### Excerpt to read
[start]

ESPILON-CTF-2026-Writeups/IoT/Lain_VS_Knights/README.md

# Lain VS Knights

| Field | Value |
|-------|-------|
| Category | IoT |
| Difficulty | Hard |
| Points | — |
| Author | Eun0us |
| CTF | Espilon 2026 |

---

## Description

Welcome to The Wired: a digital labyrinth of over a thousand mysterious nodes, where only
seven are protected by the legendary Knights.

You are **Lain**. Your mission: navigate this cryptic UART interface, explore The Wired,
and uncover the locations of the hidden Knights. Purge each Knight.

Each defeated Knight grants you a fragment. Collect all seven to unlock the final gateway:
**EIRI MASAMI** — the master of The Wired.

Seize root access. Become the new legend of The Wired.

[end]

[Photo object pointing records]
[start]

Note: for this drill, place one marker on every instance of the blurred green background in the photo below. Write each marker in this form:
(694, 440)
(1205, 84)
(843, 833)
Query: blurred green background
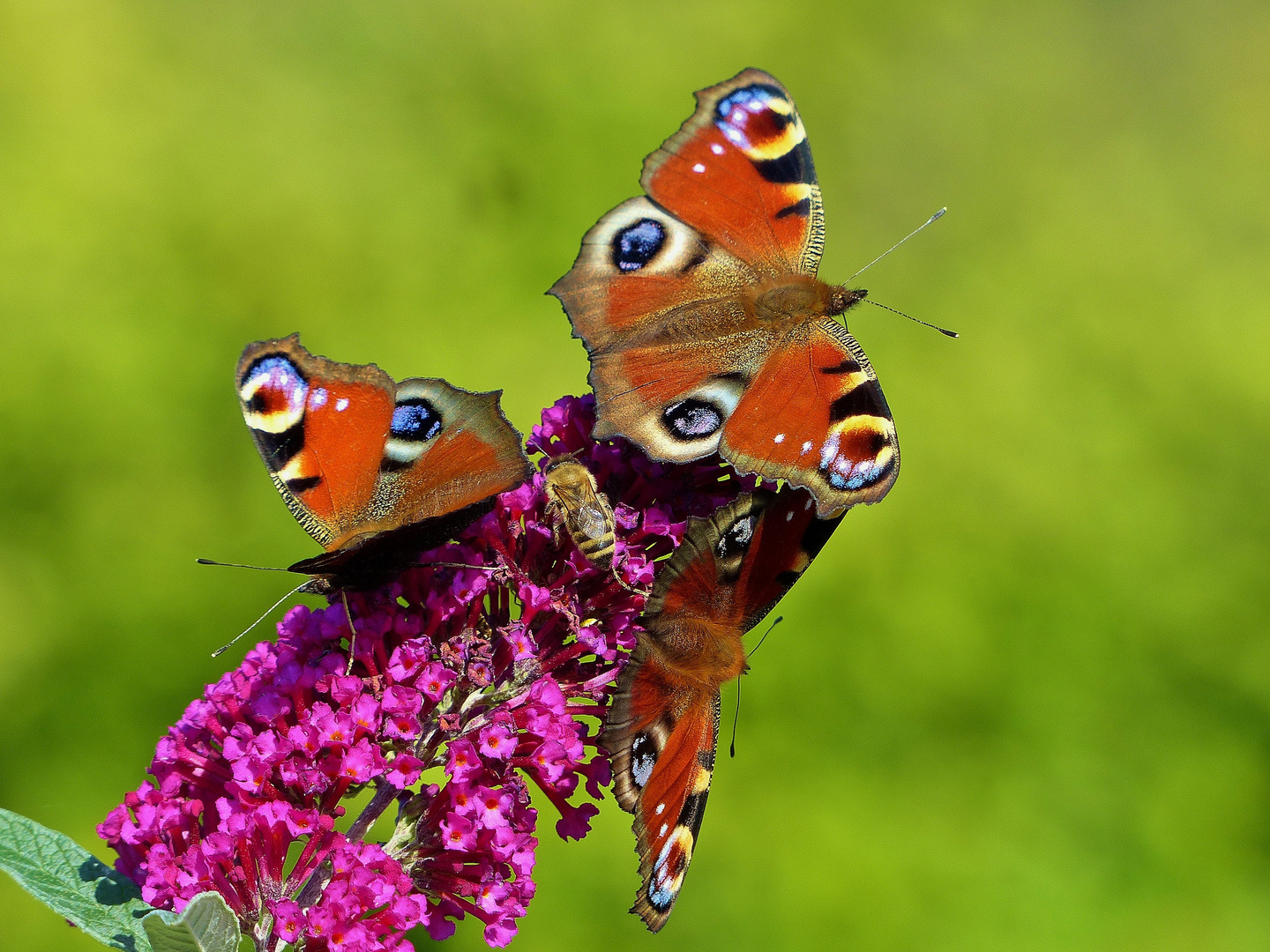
(1021, 704)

[end]

### Exercise requirements
(a) Answer these questions from the Lain VS Knights writeup:
(i) What difficulty is the challenge given?
(ii) How many nodes are protected by the Knights?
(iii) Who is named as the master of The Wired?
(b) Return the stretch of the Lain VS Knights writeup from "## Description" through "master of The Wired.", copied word for word.
(c) Resume the Lain VS Knights writeup, picking up after its last sentence.
These records come from a separate source.

### Expected results
(a)
(i) Hard
(ii) Seven
(iii) EIRI MASAMI

(b)
## Description

Welcome to The Wired: a digital labyrinth of over a thousand mysterious nodes, where only
seven are protected by the legendary Knights.

You are **Lain**. Your mission: navigate this cryptic UART interface, explore The Wired,
and uncover the locations of the hidden Knights. Purge each Knight.

Each defeated Knight grants you a fragment. Collect all seven to unlock the final gateway:
**EIRI MASAMI** — the master of The Wired.

(c)
- **TX (port 1111)**: Read only
- **RX (port 2222)**: Write only

Format: **ESPILON{flag}**

---

## TL;DR

1200 nodes, 7 Knights each at a random node, 1 Founder (Eiri). Scan all nodes to find them.
Each Knight presents a different hardware/protocol puzzle (I2C collision, CAN CRC, SPI parity,
SRAM write, logic AND, fuse bits, fault injection). Collect the 7 fragments, concatenate them
in the order Lain specifies, SHA-256 hash, take first 24 hex chars, submit to the Founder for
root access and the flag.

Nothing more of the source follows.